**Short problem**: Please set down everything in the listing below from the line containing "Could you point out every instance of the young" down to the end of the listing, character for character, leaving out the pictures.

**Exercise inputs**:
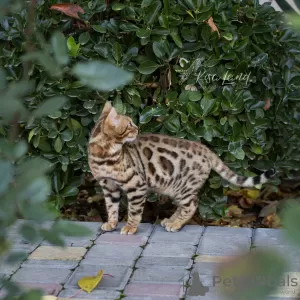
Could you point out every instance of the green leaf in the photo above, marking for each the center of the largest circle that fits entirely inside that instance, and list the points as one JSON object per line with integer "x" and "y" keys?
{"x": 118, "y": 6}
{"x": 152, "y": 12}
{"x": 176, "y": 39}
{"x": 158, "y": 49}
{"x": 69, "y": 191}
{"x": 207, "y": 103}
{"x": 290, "y": 221}
{"x": 58, "y": 145}
{"x": 172, "y": 123}
{"x": 227, "y": 36}
{"x": 99, "y": 28}
{"x": 262, "y": 265}
{"x": 84, "y": 38}
{"x": 20, "y": 149}
{"x": 295, "y": 80}
{"x": 5, "y": 175}
{"x": 50, "y": 106}
{"x": 259, "y": 59}
{"x": 117, "y": 51}
{"x": 143, "y": 33}
{"x": 67, "y": 135}
{"x": 101, "y": 76}
{"x": 245, "y": 30}
{"x": 73, "y": 47}
{"x": 148, "y": 67}
{"x": 235, "y": 149}
{"x": 71, "y": 229}
{"x": 195, "y": 95}
{"x": 60, "y": 48}
{"x": 149, "y": 112}
{"x": 29, "y": 232}
{"x": 2, "y": 79}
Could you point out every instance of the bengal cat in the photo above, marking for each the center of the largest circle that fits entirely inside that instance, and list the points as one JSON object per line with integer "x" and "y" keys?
{"x": 122, "y": 160}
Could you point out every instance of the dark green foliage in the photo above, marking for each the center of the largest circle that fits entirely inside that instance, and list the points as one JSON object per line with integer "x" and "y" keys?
{"x": 239, "y": 93}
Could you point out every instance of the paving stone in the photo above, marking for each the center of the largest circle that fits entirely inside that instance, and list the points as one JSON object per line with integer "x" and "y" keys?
{"x": 169, "y": 250}
{"x": 268, "y": 236}
{"x": 153, "y": 290}
{"x": 144, "y": 229}
{"x": 208, "y": 268}
{"x": 85, "y": 241}
{"x": 9, "y": 269}
{"x": 151, "y": 298}
{"x": 48, "y": 289}
{"x": 39, "y": 263}
{"x": 189, "y": 234}
{"x": 228, "y": 231}
{"x": 236, "y": 245}
{"x": 44, "y": 275}
{"x": 121, "y": 276}
{"x": 290, "y": 253}
{"x": 119, "y": 239}
{"x": 58, "y": 253}
{"x": 96, "y": 294}
{"x": 158, "y": 274}
{"x": 184, "y": 262}
{"x": 111, "y": 254}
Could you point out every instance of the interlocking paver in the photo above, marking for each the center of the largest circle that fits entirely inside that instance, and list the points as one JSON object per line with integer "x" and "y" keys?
{"x": 58, "y": 253}
{"x": 120, "y": 277}
{"x": 162, "y": 261}
{"x": 228, "y": 231}
{"x": 48, "y": 289}
{"x": 151, "y": 298}
{"x": 145, "y": 261}
{"x": 144, "y": 229}
{"x": 45, "y": 275}
{"x": 44, "y": 263}
{"x": 189, "y": 234}
{"x": 95, "y": 295}
{"x": 118, "y": 239}
{"x": 157, "y": 274}
{"x": 85, "y": 241}
{"x": 268, "y": 236}
{"x": 169, "y": 250}
{"x": 219, "y": 246}
{"x": 153, "y": 290}
{"x": 112, "y": 254}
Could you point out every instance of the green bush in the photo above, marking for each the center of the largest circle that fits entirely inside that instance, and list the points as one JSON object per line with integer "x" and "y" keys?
{"x": 239, "y": 93}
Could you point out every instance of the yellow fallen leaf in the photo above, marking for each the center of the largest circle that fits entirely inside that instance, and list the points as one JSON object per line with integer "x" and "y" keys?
{"x": 88, "y": 283}
{"x": 253, "y": 194}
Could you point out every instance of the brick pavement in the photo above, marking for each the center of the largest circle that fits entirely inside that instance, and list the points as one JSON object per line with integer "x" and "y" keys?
{"x": 151, "y": 265}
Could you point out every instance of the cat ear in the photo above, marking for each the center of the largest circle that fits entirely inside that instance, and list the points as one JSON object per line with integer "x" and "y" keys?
{"x": 112, "y": 117}
{"x": 107, "y": 108}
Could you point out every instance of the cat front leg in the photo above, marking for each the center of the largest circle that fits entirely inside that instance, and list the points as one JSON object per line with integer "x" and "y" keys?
{"x": 112, "y": 199}
{"x": 136, "y": 203}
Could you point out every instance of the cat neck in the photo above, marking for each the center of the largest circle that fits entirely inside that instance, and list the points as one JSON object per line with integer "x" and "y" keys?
{"x": 103, "y": 146}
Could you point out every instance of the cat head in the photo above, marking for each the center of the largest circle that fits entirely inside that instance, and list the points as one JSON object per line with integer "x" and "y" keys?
{"x": 116, "y": 126}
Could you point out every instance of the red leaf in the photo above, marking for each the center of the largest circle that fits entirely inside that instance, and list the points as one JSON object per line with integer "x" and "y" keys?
{"x": 68, "y": 9}
{"x": 268, "y": 104}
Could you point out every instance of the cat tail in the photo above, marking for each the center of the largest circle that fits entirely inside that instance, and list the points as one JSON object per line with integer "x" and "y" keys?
{"x": 219, "y": 166}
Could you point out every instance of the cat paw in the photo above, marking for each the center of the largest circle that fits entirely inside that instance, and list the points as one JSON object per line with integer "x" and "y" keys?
{"x": 173, "y": 227}
{"x": 164, "y": 222}
{"x": 108, "y": 226}
{"x": 127, "y": 229}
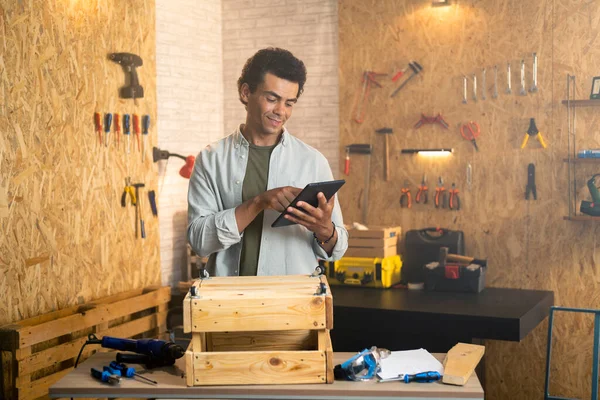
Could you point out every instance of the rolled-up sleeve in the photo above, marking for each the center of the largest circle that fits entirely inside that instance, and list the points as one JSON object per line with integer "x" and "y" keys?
{"x": 210, "y": 228}
{"x": 336, "y": 216}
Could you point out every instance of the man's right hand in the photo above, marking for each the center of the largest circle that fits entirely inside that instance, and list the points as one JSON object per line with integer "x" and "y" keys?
{"x": 279, "y": 198}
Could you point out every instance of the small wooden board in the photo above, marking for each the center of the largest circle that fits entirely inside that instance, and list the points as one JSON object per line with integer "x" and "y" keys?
{"x": 460, "y": 362}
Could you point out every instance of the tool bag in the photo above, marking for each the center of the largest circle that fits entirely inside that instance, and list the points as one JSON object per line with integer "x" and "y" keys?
{"x": 422, "y": 246}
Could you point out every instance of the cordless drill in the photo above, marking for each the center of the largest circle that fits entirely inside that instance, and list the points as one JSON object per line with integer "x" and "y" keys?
{"x": 151, "y": 352}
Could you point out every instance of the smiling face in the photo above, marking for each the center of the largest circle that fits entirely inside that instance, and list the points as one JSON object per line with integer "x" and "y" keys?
{"x": 268, "y": 108}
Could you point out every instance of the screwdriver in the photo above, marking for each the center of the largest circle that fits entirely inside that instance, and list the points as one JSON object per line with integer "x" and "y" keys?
{"x": 136, "y": 129}
{"x": 126, "y": 130}
{"x": 428, "y": 376}
{"x": 128, "y": 372}
{"x": 107, "y": 124}
{"x": 145, "y": 127}
{"x": 118, "y": 129}
{"x": 105, "y": 376}
{"x": 98, "y": 123}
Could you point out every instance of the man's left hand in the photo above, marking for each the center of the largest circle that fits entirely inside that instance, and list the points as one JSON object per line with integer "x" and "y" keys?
{"x": 315, "y": 219}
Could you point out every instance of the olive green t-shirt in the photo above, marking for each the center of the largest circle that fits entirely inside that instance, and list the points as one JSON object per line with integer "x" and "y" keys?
{"x": 255, "y": 183}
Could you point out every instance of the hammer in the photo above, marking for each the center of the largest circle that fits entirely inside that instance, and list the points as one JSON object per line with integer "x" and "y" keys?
{"x": 138, "y": 210}
{"x": 416, "y": 67}
{"x": 445, "y": 256}
{"x": 386, "y": 163}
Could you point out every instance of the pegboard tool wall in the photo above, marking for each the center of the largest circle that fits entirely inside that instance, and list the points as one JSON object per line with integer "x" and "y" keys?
{"x": 64, "y": 237}
{"x": 528, "y": 243}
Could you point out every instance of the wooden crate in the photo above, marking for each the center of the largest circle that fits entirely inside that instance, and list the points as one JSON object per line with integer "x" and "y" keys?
{"x": 376, "y": 242}
{"x": 259, "y": 330}
{"x": 39, "y": 351}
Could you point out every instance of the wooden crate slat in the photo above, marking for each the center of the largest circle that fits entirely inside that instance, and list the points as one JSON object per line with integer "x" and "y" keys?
{"x": 40, "y": 387}
{"x": 70, "y": 350}
{"x": 31, "y": 335}
{"x": 265, "y": 367}
{"x": 263, "y": 340}
{"x": 258, "y": 314}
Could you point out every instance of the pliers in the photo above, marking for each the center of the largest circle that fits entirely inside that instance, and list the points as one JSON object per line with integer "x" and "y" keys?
{"x": 422, "y": 193}
{"x": 533, "y": 131}
{"x": 129, "y": 190}
{"x": 440, "y": 194}
{"x": 405, "y": 200}
{"x": 454, "y": 198}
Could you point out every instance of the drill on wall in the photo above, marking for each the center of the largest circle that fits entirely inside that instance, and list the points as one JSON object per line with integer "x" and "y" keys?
{"x": 592, "y": 207}
{"x": 150, "y": 352}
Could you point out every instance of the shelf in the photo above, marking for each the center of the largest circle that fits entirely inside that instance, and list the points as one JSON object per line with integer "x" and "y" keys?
{"x": 583, "y": 160}
{"x": 581, "y": 218}
{"x": 582, "y": 103}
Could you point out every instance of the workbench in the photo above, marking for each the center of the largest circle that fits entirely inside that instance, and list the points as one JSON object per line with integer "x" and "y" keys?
{"x": 400, "y": 319}
{"x": 171, "y": 385}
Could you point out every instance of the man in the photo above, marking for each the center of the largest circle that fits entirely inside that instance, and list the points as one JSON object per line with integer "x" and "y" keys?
{"x": 243, "y": 182}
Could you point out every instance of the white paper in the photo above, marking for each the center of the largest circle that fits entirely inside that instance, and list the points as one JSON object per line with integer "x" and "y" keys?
{"x": 409, "y": 362}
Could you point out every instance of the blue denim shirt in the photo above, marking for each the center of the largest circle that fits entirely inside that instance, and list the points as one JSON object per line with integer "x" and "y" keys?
{"x": 216, "y": 190}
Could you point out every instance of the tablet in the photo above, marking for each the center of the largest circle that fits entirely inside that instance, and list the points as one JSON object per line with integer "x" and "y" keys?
{"x": 309, "y": 195}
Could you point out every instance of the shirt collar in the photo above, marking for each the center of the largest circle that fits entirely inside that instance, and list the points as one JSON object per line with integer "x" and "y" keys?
{"x": 240, "y": 140}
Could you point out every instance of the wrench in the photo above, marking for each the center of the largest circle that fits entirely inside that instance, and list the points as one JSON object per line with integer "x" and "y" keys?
{"x": 508, "y": 87}
{"x": 483, "y": 97}
{"x": 523, "y": 92}
{"x": 533, "y": 88}
{"x": 495, "y": 92}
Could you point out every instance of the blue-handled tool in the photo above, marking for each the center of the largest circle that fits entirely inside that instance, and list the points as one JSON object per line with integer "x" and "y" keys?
{"x": 107, "y": 124}
{"x": 429, "y": 376}
{"x": 128, "y": 372}
{"x": 105, "y": 376}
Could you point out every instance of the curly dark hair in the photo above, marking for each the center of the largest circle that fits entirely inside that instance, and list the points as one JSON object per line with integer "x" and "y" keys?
{"x": 276, "y": 61}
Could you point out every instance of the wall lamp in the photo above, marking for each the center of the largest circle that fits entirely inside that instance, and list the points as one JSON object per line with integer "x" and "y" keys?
{"x": 428, "y": 152}
{"x": 185, "y": 171}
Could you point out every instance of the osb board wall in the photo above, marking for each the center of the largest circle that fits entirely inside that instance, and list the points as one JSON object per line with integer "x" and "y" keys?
{"x": 64, "y": 238}
{"x": 528, "y": 243}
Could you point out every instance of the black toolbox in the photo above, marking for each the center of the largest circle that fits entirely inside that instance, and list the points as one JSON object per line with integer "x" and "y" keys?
{"x": 422, "y": 246}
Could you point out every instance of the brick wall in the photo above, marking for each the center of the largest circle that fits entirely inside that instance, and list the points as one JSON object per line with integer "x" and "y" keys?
{"x": 190, "y": 110}
{"x": 309, "y": 30}
{"x": 201, "y": 48}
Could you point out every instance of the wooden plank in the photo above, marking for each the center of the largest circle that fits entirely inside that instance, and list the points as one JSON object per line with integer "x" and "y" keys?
{"x": 39, "y": 387}
{"x": 369, "y": 242}
{"x": 8, "y": 375}
{"x": 187, "y": 313}
{"x": 264, "y": 367}
{"x": 264, "y": 340}
{"x": 371, "y": 252}
{"x": 460, "y": 362}
{"x": 52, "y": 329}
{"x": 257, "y": 314}
{"x": 70, "y": 350}
{"x": 376, "y": 232}
{"x": 189, "y": 365}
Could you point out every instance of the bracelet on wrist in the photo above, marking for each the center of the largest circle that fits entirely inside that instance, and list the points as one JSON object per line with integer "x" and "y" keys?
{"x": 322, "y": 242}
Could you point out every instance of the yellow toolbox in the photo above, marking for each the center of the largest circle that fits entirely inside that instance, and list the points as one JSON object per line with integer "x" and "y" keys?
{"x": 364, "y": 272}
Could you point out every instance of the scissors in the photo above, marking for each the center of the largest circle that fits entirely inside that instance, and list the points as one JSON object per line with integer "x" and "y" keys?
{"x": 470, "y": 131}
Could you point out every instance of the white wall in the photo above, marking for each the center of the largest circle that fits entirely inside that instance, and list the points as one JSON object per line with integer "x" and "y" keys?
{"x": 201, "y": 47}
{"x": 189, "y": 82}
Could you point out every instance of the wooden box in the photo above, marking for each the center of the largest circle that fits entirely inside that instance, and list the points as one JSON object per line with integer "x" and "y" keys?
{"x": 376, "y": 242}
{"x": 259, "y": 330}
{"x": 39, "y": 351}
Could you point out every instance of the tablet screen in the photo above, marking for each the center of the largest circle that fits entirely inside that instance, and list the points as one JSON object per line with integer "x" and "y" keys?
{"x": 309, "y": 195}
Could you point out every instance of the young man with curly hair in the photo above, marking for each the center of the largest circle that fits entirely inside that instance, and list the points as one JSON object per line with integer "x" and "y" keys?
{"x": 242, "y": 183}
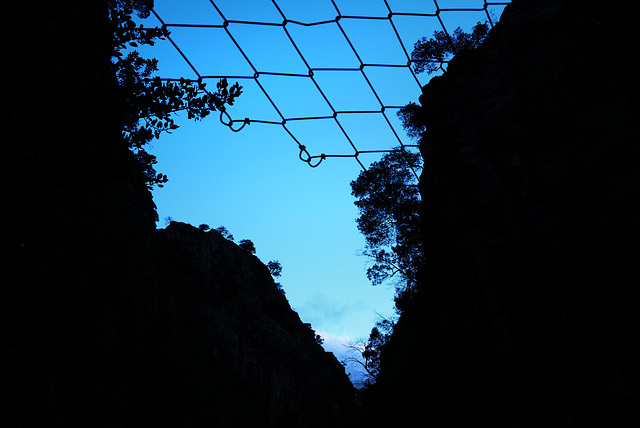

**Answer to the task**:
Could you point out every instance of the young man with curly hair in the photo above, marking for each the center of the largest circle that fits entirely inside that instance, and list the points as one JSON object per line with integer "x" and "y" keys?
{"x": 242, "y": 183}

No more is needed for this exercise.